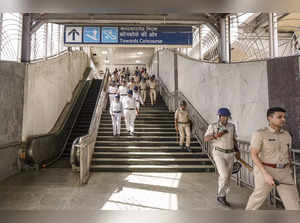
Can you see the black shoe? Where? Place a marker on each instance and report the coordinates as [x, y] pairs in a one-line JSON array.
[[223, 201]]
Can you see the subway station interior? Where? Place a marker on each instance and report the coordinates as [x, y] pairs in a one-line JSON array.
[[57, 148]]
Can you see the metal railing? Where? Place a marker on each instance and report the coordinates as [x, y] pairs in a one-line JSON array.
[[53, 143], [244, 177], [83, 147]]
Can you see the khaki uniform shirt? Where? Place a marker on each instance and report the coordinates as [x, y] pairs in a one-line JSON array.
[[274, 147], [182, 116], [143, 85], [226, 141], [152, 84]]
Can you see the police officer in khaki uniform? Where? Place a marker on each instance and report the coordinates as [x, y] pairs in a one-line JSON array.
[[182, 123], [152, 85], [143, 87], [223, 136], [270, 152]]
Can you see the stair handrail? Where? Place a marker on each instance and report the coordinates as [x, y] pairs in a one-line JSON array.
[[52, 136], [83, 147]]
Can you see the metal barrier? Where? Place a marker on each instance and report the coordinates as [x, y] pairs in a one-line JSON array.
[[83, 147]]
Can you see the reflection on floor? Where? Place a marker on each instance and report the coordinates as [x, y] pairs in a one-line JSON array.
[[57, 189]]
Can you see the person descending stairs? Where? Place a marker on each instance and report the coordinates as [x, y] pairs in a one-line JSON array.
[[153, 148]]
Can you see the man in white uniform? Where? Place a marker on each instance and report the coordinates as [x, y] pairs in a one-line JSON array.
[[123, 91], [222, 135], [116, 111], [138, 98], [112, 91], [130, 112]]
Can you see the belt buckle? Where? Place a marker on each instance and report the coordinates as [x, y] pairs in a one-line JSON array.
[[280, 166]]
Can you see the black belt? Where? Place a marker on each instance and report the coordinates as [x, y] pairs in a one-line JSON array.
[[224, 150], [278, 165]]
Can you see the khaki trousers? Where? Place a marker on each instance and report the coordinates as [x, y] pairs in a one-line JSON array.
[[144, 95], [184, 130], [153, 96], [287, 193], [224, 164]]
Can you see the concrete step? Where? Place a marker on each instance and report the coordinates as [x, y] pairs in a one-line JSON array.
[[137, 137], [140, 143], [150, 161], [149, 154], [139, 133], [152, 168]]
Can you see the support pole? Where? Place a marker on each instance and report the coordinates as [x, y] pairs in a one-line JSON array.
[[200, 43], [225, 40], [273, 32], [26, 38], [1, 25]]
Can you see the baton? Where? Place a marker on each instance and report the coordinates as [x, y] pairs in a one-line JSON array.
[[277, 183], [250, 168]]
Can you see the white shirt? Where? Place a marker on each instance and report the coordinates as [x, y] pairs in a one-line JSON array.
[[123, 90], [112, 89], [137, 97], [129, 102], [116, 107]]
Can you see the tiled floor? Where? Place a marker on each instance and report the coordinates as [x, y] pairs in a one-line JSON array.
[[57, 189]]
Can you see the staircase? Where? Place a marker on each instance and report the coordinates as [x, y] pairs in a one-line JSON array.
[[82, 124], [153, 148]]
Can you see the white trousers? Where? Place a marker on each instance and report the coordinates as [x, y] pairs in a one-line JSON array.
[[116, 123], [224, 164], [129, 119], [111, 98]]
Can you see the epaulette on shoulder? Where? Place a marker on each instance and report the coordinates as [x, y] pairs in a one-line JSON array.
[[262, 129]]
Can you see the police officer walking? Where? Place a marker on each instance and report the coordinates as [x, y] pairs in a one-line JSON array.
[[143, 87], [123, 91], [270, 152], [152, 85], [182, 123], [116, 111], [130, 112], [223, 136], [112, 91], [138, 98]]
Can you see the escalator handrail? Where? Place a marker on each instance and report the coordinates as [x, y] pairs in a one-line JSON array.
[[58, 131]]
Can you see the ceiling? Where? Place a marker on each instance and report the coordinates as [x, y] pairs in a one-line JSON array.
[[122, 55]]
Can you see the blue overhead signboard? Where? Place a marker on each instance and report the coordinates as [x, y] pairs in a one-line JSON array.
[[91, 34], [134, 35]]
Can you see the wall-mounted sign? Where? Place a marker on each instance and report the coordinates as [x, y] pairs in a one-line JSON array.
[[129, 35]]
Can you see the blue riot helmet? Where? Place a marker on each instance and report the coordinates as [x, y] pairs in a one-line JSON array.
[[224, 112]]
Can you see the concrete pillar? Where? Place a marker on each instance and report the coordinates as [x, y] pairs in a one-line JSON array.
[[176, 78], [225, 40], [1, 22], [273, 32], [26, 38], [157, 64], [46, 41]]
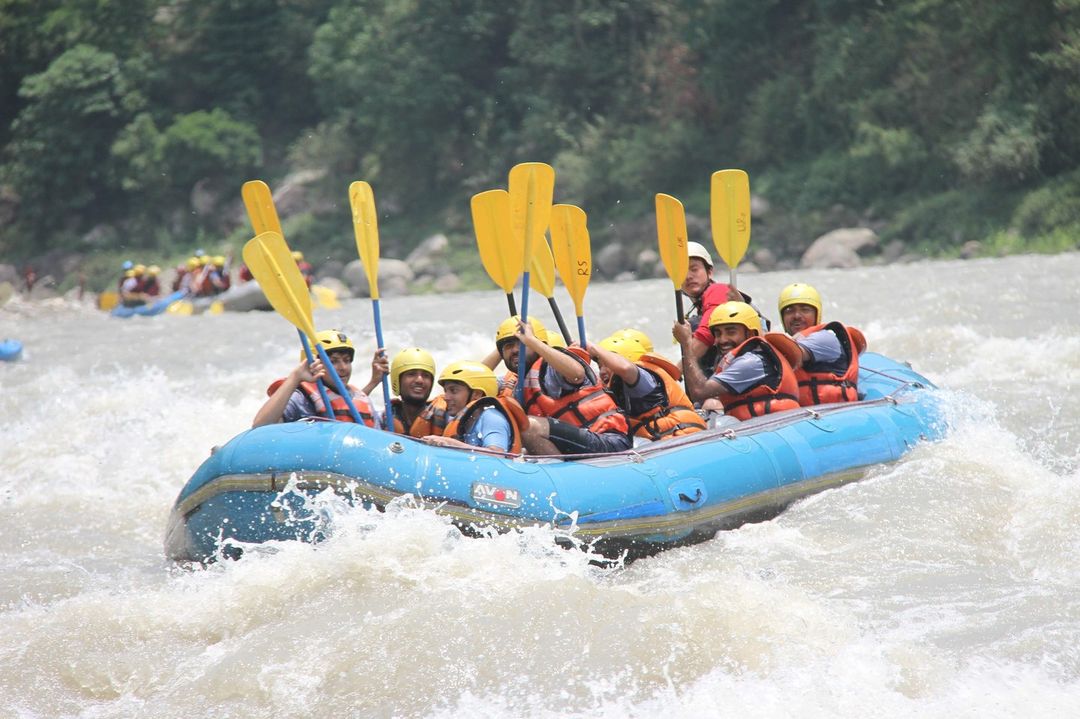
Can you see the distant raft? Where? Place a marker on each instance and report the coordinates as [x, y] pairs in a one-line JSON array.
[[657, 496], [149, 309]]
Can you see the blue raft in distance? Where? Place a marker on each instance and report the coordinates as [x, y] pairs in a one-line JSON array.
[[660, 494], [11, 350], [149, 309]]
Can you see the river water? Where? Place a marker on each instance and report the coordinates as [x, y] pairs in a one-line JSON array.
[[944, 585]]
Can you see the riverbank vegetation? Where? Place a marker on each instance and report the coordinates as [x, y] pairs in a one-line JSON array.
[[129, 125]]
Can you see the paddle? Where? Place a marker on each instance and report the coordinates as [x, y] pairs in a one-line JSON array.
[[671, 236], [574, 256], [730, 216], [270, 261], [542, 271], [365, 224], [501, 256], [258, 202], [531, 187]]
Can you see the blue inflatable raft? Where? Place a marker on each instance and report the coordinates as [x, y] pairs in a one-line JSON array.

★ ★ ★

_Objective_
Revise the entries above so that every "khaki" becomes "tan", and change nothing else. Leave the pictures out of your answer.

_Exercise response_
Can you see the black shoe? Where? Place a marker on each instance and report the coordinates as [x, y] pairs in a one-line JSON array.
[[223, 201]]
Can you see the subway station interior? Where? Place a marker on each instance and report the coordinates as [x, y] pairs in a one-line JSON array.
[[57, 148]]
Can you see the metal railing? Where? Place a marker on each instance and report the coordinates as [x, y] pairs in a one-line JSON array.
[[53, 143], [244, 177], [83, 147]]
Can you see the tan uniform shirt? Where? Place a marker on each instance and report the coordinates as [x, y] pairs in a one-line JSON array.
[[274, 147], [182, 116], [143, 85], [226, 141], [152, 84]]
Can you see the police officer in tan uniform? Where? Place a marker on each instance and report the coordinates as [x, y] pairs in a one-line JSON array.
[[182, 123], [152, 85], [143, 87], [223, 136], [270, 152]]
Can you see the stair handrail? Where? Place a marker on each instance and report the coordinates as [x, y] pairs in a one-line JSON array.
[[52, 136], [83, 147]]
Can you see the metal barrier? Where? Place a marker on each instance and report the coordinates as [x, y] pairs in a one-line JSON array.
[[83, 147]]
Can you see the reflection on floor? Where? Place a marker on each instance and report the coordinates as [x, y] pairs in a one-line JSON array.
[[57, 189]]
Can you see the person descending stairs? Where? Place a marker on each instance and report the coordinates as [x, y] pairs in a one-line JSON array.
[[153, 148]]
Can you see the man in white uniform? Where? Place a marker on each instance and report the coordinates as [x, y] pairs in a one-line JSON array.
[[123, 91], [222, 135], [116, 111], [138, 98], [112, 91], [130, 112]]
Can you see the belt buckle? Where? Place a marker on each instance and report the coordinates as [x, y] pairs in a one-line JSON array.
[[280, 166]]
Can you see the black belt? Where? Place a marker on each instance and report the coordinates as [x, y] pairs in a one-line JSON array.
[[224, 150], [278, 165]]
Can you see the tan trousers? Where? Place a marker on each instance and report the coordinates as [x, y] pairs in a one-line JSON array.
[[144, 95], [184, 130], [153, 96], [287, 193], [224, 164]]
Can you see the concrete step? Where? Place a marker on each instance and report the coordinates as [x, y] pairs in a one-line JSON array.
[[137, 137], [140, 143], [150, 161], [149, 154], [139, 133], [152, 168]]
Can you see the support pole? Where? Place a marker on each instance and report the coordinates as [x, y] pairs in a one-line JSON array.
[[200, 43], [225, 40], [273, 32], [26, 38], [1, 25]]
Can you see the baton? Where? Place a marker on each instance and report the coordinates as [x, y] pairs in a one-line JSON array.
[[277, 183], [250, 168]]
Can you see the white shirt? Where? Place a marker on each instance and report the coordinates as [x, y] pairs in a one-line JSON array.
[[123, 90], [112, 89], [137, 97], [129, 102], [116, 107]]
Can you see the tiled floor? Where? Place a marker on each instance and report the coordinates as [x, y] pairs in a one-line JSON array.
[[57, 189]]
Can you see the staircase? Where? Place a marker on each instance and report the coordinates as [x, y] pairs in a one-line JSON array.
[[82, 124], [153, 148]]
Can you see the white trousers? Where? Place a marker on each instance and report the coordinates as [x, y] pairs in a one-line JSON array.
[[116, 123], [224, 164], [129, 119], [111, 98]]
Can you see the epaulette on shoulder? Where? Place a marker on each instance and report the coordinates as [x, y] pairs in a one-line JSON array.
[[262, 129]]
Can you see the police officer walking? Where? Place a marker on each instance and report the coordinates as [x, y] pairs in a one-line JSON array.
[[143, 87], [123, 91], [270, 152], [152, 85], [182, 123], [116, 111], [130, 112], [223, 136], [112, 91], [138, 98]]
Can you see the escalator handrail? Where? Place a marker on each instance and report the coordinates as [x, y] pairs in a one-line JSON array.
[[58, 131]]
Can you see the ceiling? Where? Place a marker on each instance and report the coordinates as [x, y] pairs in a one-line JSON array.
[[122, 55]]
Can you see the blue overhead signboard? Where? Place a marker on each instance and report the coordinates as [x, y] pairs in a one-line JSON array.
[[91, 34], [134, 35]]
Can you see the wall-mounted sign? Where? Place a marker on each instance and report the coordinates as [x, y] pairs in a one-line JSON array.
[[129, 35]]
Can you see the blue riot helmet? Where? Place a marker on each instance and report the coordinates as [x, y] pairs in a one-line JSON array.
[[224, 112]]
Can you see the concrete pillar? Where? Place a marker on each instance and report the coordinates as [x, y] pairs in a one-line JSON array.
[[176, 78], [225, 40], [1, 22], [273, 32], [26, 38], [157, 64], [46, 41]]
Can you see the distant raft? Where? Place a marker on each instance and report the coordinates as [x, y] pairs in a one-line JSON array.
[[657, 496], [149, 309]]
Can you see the blue raft in distance? Where? Place a marker on each instance and report the coordinates as [x, y] pairs in a one-line JSON array.
[[660, 494], [11, 350], [149, 309]]
Can you see the river water? Where? Place a marker on each instance and report the coordinates as [x, y] pairs in a one-line JSON array.
[[944, 585]]
Can you see the riverbank vegetation? Where? Place a marker on each instance and report the coordinates as [x, y] pairs in a one-line JSON array.
[[129, 125]]
Can you see the paddle? Where? Place a marker on each instance and report the coordinates as [x, y] pairs in a one-line JSON array.
[[671, 236], [574, 256], [730, 216], [270, 261], [542, 271], [365, 224], [501, 256], [258, 202], [531, 187]]
Can you see the blue inflatable raft? Where? Place a marker on each instance and report the coordinates as [x, y] pairs in a one-line JSON array.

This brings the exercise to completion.